(Stored items from a collection)
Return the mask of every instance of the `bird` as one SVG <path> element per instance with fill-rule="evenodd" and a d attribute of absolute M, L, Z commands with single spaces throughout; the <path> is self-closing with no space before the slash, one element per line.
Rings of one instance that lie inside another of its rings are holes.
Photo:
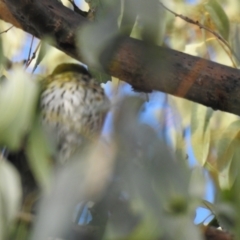
<path fill-rule="evenodd" d="M 64 164 L 85 142 L 100 136 L 110 100 L 83 65 L 63 63 L 42 80 L 40 109 L 56 162 Z"/>

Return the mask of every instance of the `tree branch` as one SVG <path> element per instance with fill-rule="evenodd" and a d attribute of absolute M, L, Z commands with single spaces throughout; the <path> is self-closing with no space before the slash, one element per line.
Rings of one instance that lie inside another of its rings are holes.
<path fill-rule="evenodd" d="M 205 240 L 233 240 L 234 237 L 227 232 L 218 230 L 214 227 L 204 227 L 203 233 L 205 236 Z"/>
<path fill-rule="evenodd" d="M 0 17 L 38 38 L 51 35 L 55 46 L 75 59 L 76 33 L 88 23 L 56 0 L 5 0 L 12 18 Z M 0 4 L 4 4 L 0 0 Z M 81 51 L 81 49 L 80 49 Z M 144 92 L 162 91 L 216 110 L 240 115 L 240 72 L 160 46 L 121 37 L 101 56 L 104 70 Z"/>
<path fill-rule="evenodd" d="M 159 90 L 240 115 L 237 69 L 131 38 L 121 39 L 108 59 L 102 61 L 106 71 L 137 89 Z"/>
<path fill-rule="evenodd" d="M 0 0 L 0 19 L 13 24 L 15 27 L 21 28 L 21 25 L 14 18 L 11 11 L 8 10 L 8 7 L 3 0 Z"/>
<path fill-rule="evenodd" d="M 88 20 L 62 5 L 57 0 L 0 0 L 10 14 L 0 10 L 0 19 L 32 34 L 37 38 L 51 36 L 55 47 L 73 58 L 82 60 L 77 53 L 76 33 Z M 6 11 L 6 12 L 7 12 Z M 14 20 L 12 20 L 14 19 Z"/>

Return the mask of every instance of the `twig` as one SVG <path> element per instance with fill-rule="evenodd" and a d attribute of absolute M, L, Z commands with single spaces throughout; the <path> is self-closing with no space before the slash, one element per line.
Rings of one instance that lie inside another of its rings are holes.
<path fill-rule="evenodd" d="M 233 49 L 230 47 L 230 45 L 228 44 L 228 42 L 223 38 L 221 37 L 220 34 L 216 33 L 215 31 L 213 31 L 212 29 L 204 26 L 203 24 L 201 24 L 198 20 L 193 20 L 189 17 L 186 17 L 182 14 L 178 14 L 174 11 L 172 11 L 171 9 L 169 9 L 168 7 L 166 7 L 163 3 L 159 2 L 159 4 L 165 8 L 167 11 L 169 11 L 170 13 L 172 13 L 173 15 L 175 15 L 175 17 L 179 17 L 181 18 L 182 20 L 188 22 L 188 23 L 191 23 L 191 24 L 194 24 L 194 25 L 197 25 L 200 29 L 205 29 L 206 31 L 212 33 L 217 39 L 219 39 L 223 44 L 225 44 L 227 46 L 227 48 L 231 51 L 231 53 L 235 56 L 235 58 L 238 60 L 238 62 L 240 62 L 240 60 L 238 59 L 236 53 L 233 51 Z"/>
<path fill-rule="evenodd" d="M 28 52 L 28 58 L 27 58 L 27 63 L 30 61 L 30 55 L 32 53 L 32 46 L 33 46 L 33 40 L 34 40 L 34 36 L 32 35 L 32 40 L 31 40 L 31 44 L 30 44 L 30 49 Z"/>
<path fill-rule="evenodd" d="M 33 54 L 32 54 L 32 57 L 30 58 L 29 61 L 27 61 L 27 63 L 26 63 L 26 68 L 31 64 L 32 60 L 36 57 L 36 53 L 37 53 L 37 51 L 38 51 L 38 49 L 39 49 L 40 46 L 41 46 L 41 42 L 38 43 L 35 51 L 34 51 Z"/>
<path fill-rule="evenodd" d="M 12 25 L 11 27 L 9 27 L 8 29 L 6 29 L 6 30 L 4 30 L 4 31 L 2 31 L 2 32 L 0 32 L 0 34 L 2 34 L 2 33 L 7 33 L 10 29 L 12 29 L 14 26 Z"/>

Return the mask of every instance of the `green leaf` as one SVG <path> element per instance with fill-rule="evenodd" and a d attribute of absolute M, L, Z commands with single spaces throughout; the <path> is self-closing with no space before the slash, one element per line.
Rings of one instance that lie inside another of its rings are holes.
<path fill-rule="evenodd" d="M 140 236 L 155 239 L 163 232 L 171 239 L 189 239 L 189 225 L 196 239 L 200 239 L 197 228 L 191 223 L 195 209 L 190 204 L 190 171 L 185 161 L 174 158 L 151 127 L 138 122 L 141 103 L 137 98 L 125 99 L 119 104 L 114 121 L 120 151 L 116 164 L 119 177 L 126 182 L 124 191 L 133 212 L 141 216 L 131 239 Z M 198 197 L 197 194 L 193 197 Z"/>
<path fill-rule="evenodd" d="M 85 58 L 88 65 L 95 69 L 102 70 L 104 61 L 108 56 L 102 55 L 106 47 L 118 36 L 118 17 L 119 7 L 116 4 L 113 11 L 106 14 L 104 18 L 100 18 L 94 24 L 86 24 L 81 28 L 78 35 L 78 46 L 81 55 Z"/>
<path fill-rule="evenodd" d="M 0 156 L 0 239 L 5 239 L 9 223 L 20 210 L 21 197 L 21 181 L 17 170 Z"/>
<path fill-rule="evenodd" d="M 51 149 L 38 120 L 36 119 L 28 138 L 27 155 L 31 169 L 40 186 L 43 189 L 48 189 L 50 186 Z"/>
<path fill-rule="evenodd" d="M 233 56 L 238 64 L 240 65 L 240 24 L 239 23 L 231 23 L 231 46 L 233 48 L 233 52 L 235 53 Z"/>
<path fill-rule="evenodd" d="M 4 64 L 4 60 L 6 60 L 4 53 L 3 53 L 3 43 L 2 38 L 0 37 L 0 69 L 2 68 L 2 65 Z"/>
<path fill-rule="evenodd" d="M 210 119 L 213 110 L 200 104 L 193 104 L 191 118 L 191 142 L 196 159 L 203 166 L 210 146 Z"/>
<path fill-rule="evenodd" d="M 230 148 L 232 144 L 238 139 L 240 131 L 240 121 L 232 122 L 223 132 L 219 141 L 216 144 L 217 156 L 218 156 L 218 168 L 221 170 L 228 164 L 228 159 L 233 148 Z M 232 154 L 231 154 L 232 155 Z"/>
<path fill-rule="evenodd" d="M 232 186 L 236 178 L 235 161 L 239 160 L 239 131 L 240 121 L 231 123 L 221 134 L 216 144 L 217 168 L 219 171 L 219 183 L 222 188 Z"/>
<path fill-rule="evenodd" d="M 193 198 L 201 199 L 206 194 L 206 179 L 202 167 L 195 167 L 192 170 L 189 181 L 189 194 Z"/>
<path fill-rule="evenodd" d="M 181 109 L 180 109 L 180 106 L 177 105 L 176 101 L 172 97 L 166 96 L 166 100 L 168 101 L 167 105 L 170 106 L 171 114 L 174 115 L 175 119 L 173 121 L 173 124 L 171 124 L 171 126 L 167 126 L 166 127 L 167 129 L 162 129 L 162 131 L 164 132 L 168 131 L 169 137 L 172 142 L 172 147 L 175 150 L 176 158 L 179 161 L 185 161 L 187 159 L 186 140 L 184 139 L 185 130 L 184 130 L 183 121 L 179 121 L 180 119 L 182 120 L 181 116 L 176 115 L 176 113 L 178 113 L 179 110 Z M 187 109 L 185 108 L 185 110 Z M 169 111 L 169 109 L 167 109 L 166 111 Z M 159 116 L 160 122 L 164 123 L 168 121 L 168 119 L 166 119 L 168 112 L 166 111 L 165 111 L 165 108 L 160 110 L 160 116 Z"/>
<path fill-rule="evenodd" d="M 123 34 L 127 36 L 130 36 L 134 25 L 136 25 L 135 23 L 138 14 L 138 8 L 135 5 L 135 1 L 136 0 L 123 1 L 121 23 L 119 29 Z"/>
<path fill-rule="evenodd" d="M 0 84 L 0 144 L 18 149 L 31 128 L 38 85 L 22 69 L 14 69 Z"/>
<path fill-rule="evenodd" d="M 161 45 L 166 28 L 166 11 L 159 5 L 158 0 L 139 0 L 135 7 L 139 8 L 138 21 L 142 26 L 142 39 Z"/>
<path fill-rule="evenodd" d="M 50 48 L 50 46 L 48 45 L 48 43 L 46 41 L 41 41 L 40 44 L 41 45 L 40 45 L 39 53 L 38 53 L 38 56 L 37 56 L 36 62 L 34 64 L 32 72 L 34 72 L 36 70 L 36 68 L 41 63 L 43 58 L 46 56 L 46 54 L 48 53 L 49 48 Z"/>
<path fill-rule="evenodd" d="M 211 203 L 203 200 L 203 203 L 207 209 L 209 209 L 212 214 L 217 218 L 220 226 L 223 229 L 232 231 L 234 223 L 236 222 L 236 212 L 234 211 L 233 205 L 229 203 Z"/>
<path fill-rule="evenodd" d="M 232 160 L 230 161 L 229 172 L 228 172 L 228 179 L 229 179 L 229 186 L 232 186 L 236 180 L 237 175 L 239 174 L 239 159 L 240 159 L 240 141 L 239 139 L 235 141 L 234 153 L 232 156 Z"/>
<path fill-rule="evenodd" d="M 230 24 L 228 16 L 222 6 L 216 0 L 209 0 L 204 4 L 205 9 L 209 12 L 211 19 L 217 27 L 217 30 L 225 40 L 229 38 Z"/>
<path fill-rule="evenodd" d="M 88 70 L 91 73 L 91 75 L 97 79 L 99 83 L 106 83 L 107 81 L 111 80 L 111 76 L 106 73 L 97 71 L 96 69 L 93 68 L 88 68 Z"/>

▶ [Work instructions] Would you please filter the lines above and copy every one that includes "space"?

▶ [Finished task]
Return the mask of every instance of the `bird` as one SVG <path> element per instance with fill-rule="evenodd" and a d attribute of absolute M, L, Z commands with single spaces throughout; the <path> is self-closing with no space before the slash, one element per line.
Return the mask of every instance of the `tree branch` as one SVG <path> element per instance with fill-rule="evenodd" and a d attribute of absolute M, L, Z commands with single spaces throughout; the <path> is self-closing with no space before the slash, one element per line.
Return the mask of every instance of the `twig` as one SVG <path> element per instance with fill-rule="evenodd" and a d attribute of absolute M, L, Z commands with single spaces throughout; the <path> is self-closing with no space before the slash, one element per line.
Return the mask of every instance of the `green leaf` as one SVG <path> element per instance with fill-rule="evenodd" and a d attribute of absolute M, L, Z commands with single spaces throughout; the <path> is self-closing with no space before the slash, one element per line.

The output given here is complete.